- [EXCERPT]:
I finally saw it (for free on Encore, the only way I'd watch crap like this) and I came here to see if it was perhaps as obvious to others as it was to me.
I knew after she read the letter/when they met on the train. Logic it out:
1. There were rumors of plastic surgery/a complete identity change. Alexander is wondering/would want to know/has to find out:
- Does she still love me after 2 years apart?
and
- Can she love me [looking] like this?
2. The letter says to find someone that could be him and make the authorities believe it is him. This was done to make the police believe she just picked a random tourist as a decoy, which would get them some alone time, which is what he would want in order to make her fall in love with his new face.
After that, there are other things:
- He gets on the boat. We could assume that they discussed his itinerary during the trip, but it's a reach. "Frank" couldn't know where she intended to go or that she intended to room with him and make the authorities believe he was Pearce. She could be a psycho killer or a criminal who will drug him, cut out his kidney, and leave him for dead. He doesn't know, but he goes along for the ride anyway and he seems to have absolutely NO plans to actually explore Italy as a tourist. A lonely math teacher from Wisconsin pays for a trip to Italy and does... nothing? He has no hotel reservations or plans; he's content to just be in the same suite as a "beautiful woman" rather than exploring Italy? Really?

- [ABOUT THIS EXERCISE]: Copy the film commentary word for word, everything from "I finally saw" down to "2 years apart?".

- [INFORMATION GIVEN]:

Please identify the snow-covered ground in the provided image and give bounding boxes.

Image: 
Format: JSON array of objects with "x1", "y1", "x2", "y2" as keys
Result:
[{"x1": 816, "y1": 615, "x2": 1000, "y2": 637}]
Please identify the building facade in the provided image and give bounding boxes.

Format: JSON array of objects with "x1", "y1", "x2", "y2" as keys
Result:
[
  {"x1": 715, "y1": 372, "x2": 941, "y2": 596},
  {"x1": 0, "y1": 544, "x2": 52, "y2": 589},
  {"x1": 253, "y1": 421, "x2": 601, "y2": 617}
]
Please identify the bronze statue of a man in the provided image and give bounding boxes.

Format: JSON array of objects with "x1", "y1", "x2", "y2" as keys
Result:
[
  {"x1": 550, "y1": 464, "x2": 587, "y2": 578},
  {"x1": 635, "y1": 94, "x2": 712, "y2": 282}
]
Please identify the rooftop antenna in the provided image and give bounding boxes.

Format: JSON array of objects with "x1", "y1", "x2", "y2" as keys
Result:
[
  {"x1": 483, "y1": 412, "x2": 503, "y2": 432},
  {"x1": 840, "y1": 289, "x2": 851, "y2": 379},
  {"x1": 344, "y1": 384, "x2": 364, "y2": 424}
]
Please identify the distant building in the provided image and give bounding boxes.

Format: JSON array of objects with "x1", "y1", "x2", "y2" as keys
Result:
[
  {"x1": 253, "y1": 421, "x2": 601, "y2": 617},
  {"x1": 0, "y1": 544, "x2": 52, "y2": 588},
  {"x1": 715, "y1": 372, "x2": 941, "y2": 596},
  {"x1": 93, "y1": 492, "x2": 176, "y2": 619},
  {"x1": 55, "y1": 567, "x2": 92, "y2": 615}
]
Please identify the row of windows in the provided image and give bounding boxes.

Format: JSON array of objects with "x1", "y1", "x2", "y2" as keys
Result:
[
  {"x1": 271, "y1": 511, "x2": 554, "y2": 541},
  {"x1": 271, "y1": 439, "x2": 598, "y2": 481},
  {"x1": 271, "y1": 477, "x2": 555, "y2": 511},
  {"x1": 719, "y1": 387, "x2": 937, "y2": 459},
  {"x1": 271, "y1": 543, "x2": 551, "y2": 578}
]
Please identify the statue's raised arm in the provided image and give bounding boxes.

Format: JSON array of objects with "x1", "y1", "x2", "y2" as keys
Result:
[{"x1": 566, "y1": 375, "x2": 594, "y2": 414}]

- [EXPECTED ANSWER]:
I finally saw it (for free on Encore, the only way I'd watch crap like this) and I came here to see if it was perhaps as obvious to others as it was to me.
I knew after she read the letter/when they met on the train. Logic it out:
1. There were rumors of plastic surgery/a complete identity change. Alexander is wondering/would want to know/has to find out:
- Does she still love me after 2 years apart?